We belatedly bring you a continuation of Slate‘s Roll Call:

Peter Iovine is a marketer.

There’s a saying that juries do the right thing for the wrong reasons. I think that applies here. The evidence is bad, the diplomacy is bad, the leadership is bad, but none of them are as bad as Saddam. When all is said and done, are you really going to tell me that we shouldn’t remove this maniac from power?

Randy Brinkman owns a small chain of office supply stores

Is there even any serious debate about it anymore? Before 9/11, there were a lot of people, young kids mostly, who thought it had always been a safe, wonderful world with no enemies, so we could afford to be nice to everyone and act like we weren’t the single stabilizing force for good in the entire world. People got their minds changed quickly after the towers fell. Now we’re back in reality and these dictators are threatening the whole world. Go and take them out.

Marcy Hitt was a health care claims administrator before becoming a stay-at-home mother.

I’ve read the Pollack book. I’m with him. I do not believe that there is an imminent threat, and I don’t believe Iraq has any serious ties to Al Qaeda. But it’s unacceptable that he’s trying to obtain nuclear weapons, and it would be a disaster if he used them. I don’t like the whole pre-emptive war doctrine. I don’t want it to be a doctrine, because I think there are threats that can be handled with diplomacy. But this is not one of them. He invaded Kuwait in 1990 thinking that we wouldn’t do anything, and that if we did do something, he could fight us off. He’s a madman, and it’s better to stop him sooner than later, when he really will pose an imminent threat.

James Newton is a certified public accountant.

I don’t trust the President on this. Before you do anything this serious, you want to believe that you’re being led by a brave man of integrity. You want to believe he’s telling the truth. I don’t, and even though you don’t see it on the networks, you can see all the contradictions and phonied-up evidence if you just pay attention. USA Today is for the war, but my local daily paper isn’t. The writing’s better in USA Today, but I trust my local paper more.

Raymond Corn is a podiatrist.
○ ○ ○ ○
> Exercise directions
Extend the Roll Call text above, picking up right after its final line.

> Material provided
○ ○ ○ ○
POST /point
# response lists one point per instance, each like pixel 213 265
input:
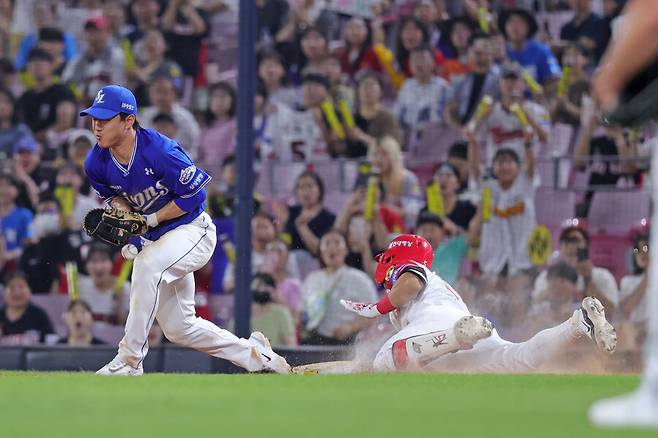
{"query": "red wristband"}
○ ○ ○ ○
> Exercise output
We should have done the job in 1991, of course. It wouldn’t have made us any less popular than we are now. Instead we now have to start a war for what seems like no reason, because Hussein has been there all along. He’s always been a menace. He’s an evil man. It’s never wise to tolerate evil, and we’re already paying the price for it. There are some moral black and whites. No matter what sins we’ve committed, we are the force of good, and he is a force of evil. It is our moral duty–it has been our duty–to go and eliminate Hussein, just as it seems to be Europe’s duty to appease him.

Marcus Fiorello works in the computer industry.

The United States shouldn’t have gone into Afghanistan. They’ve completely screwed the Afghanis, Afghanistan is run by warlords everywhere except Kabul, which is pretty much a gangster town anyway next to our little puppet government. And now, just because they barely pulled that off, they think they can do it in Iraq. The word is hubris. If I made promises like our leaders have made, I’d be out of a job. I think a bad wakeup call is coming for the people in this country.

Peter Linder is the floor manager of a stockroom.

My neighbors are very depressed. They think this signals the beginning of the end of the world. I agree with them. There’s too many bad things going on in North Korea, in India and Pakistan, in Israel and Palestine, and now in Iraq. Nuclear weapons in the hands of these madmen. Something’s going to blow and it’ll be the end. I’m a Christian, but I don’t welcome the end times, and they’re pretty clearly here. I’m nominally against the war, but I don’t see how it matters.

Ralph Ames works in retail.

I hope it will make us safer. I don’t know whether it will. I guess on balance I’d say it will, since state-sponsored terrorism would have one less state, but it’ll probably increase Al Qaeda recruiting. People spend all this time talking about whether or not Iraq was involved in the World Trade Center bombings. Does it matter? If they weren’t involved, they wanted to be. Saddam Hussein and his associates are monsters just like Al Qaeda and they exploit fanatical religion to foster hate against this country and all western ideas. It only takes one of them to dump anthrax on a city or infect us all with smallpox. And they’re trying to get nukes. But I don’t know what you can do other than to try to wipe them all out. I don’t want to die.

Janice Bern is a lawyer.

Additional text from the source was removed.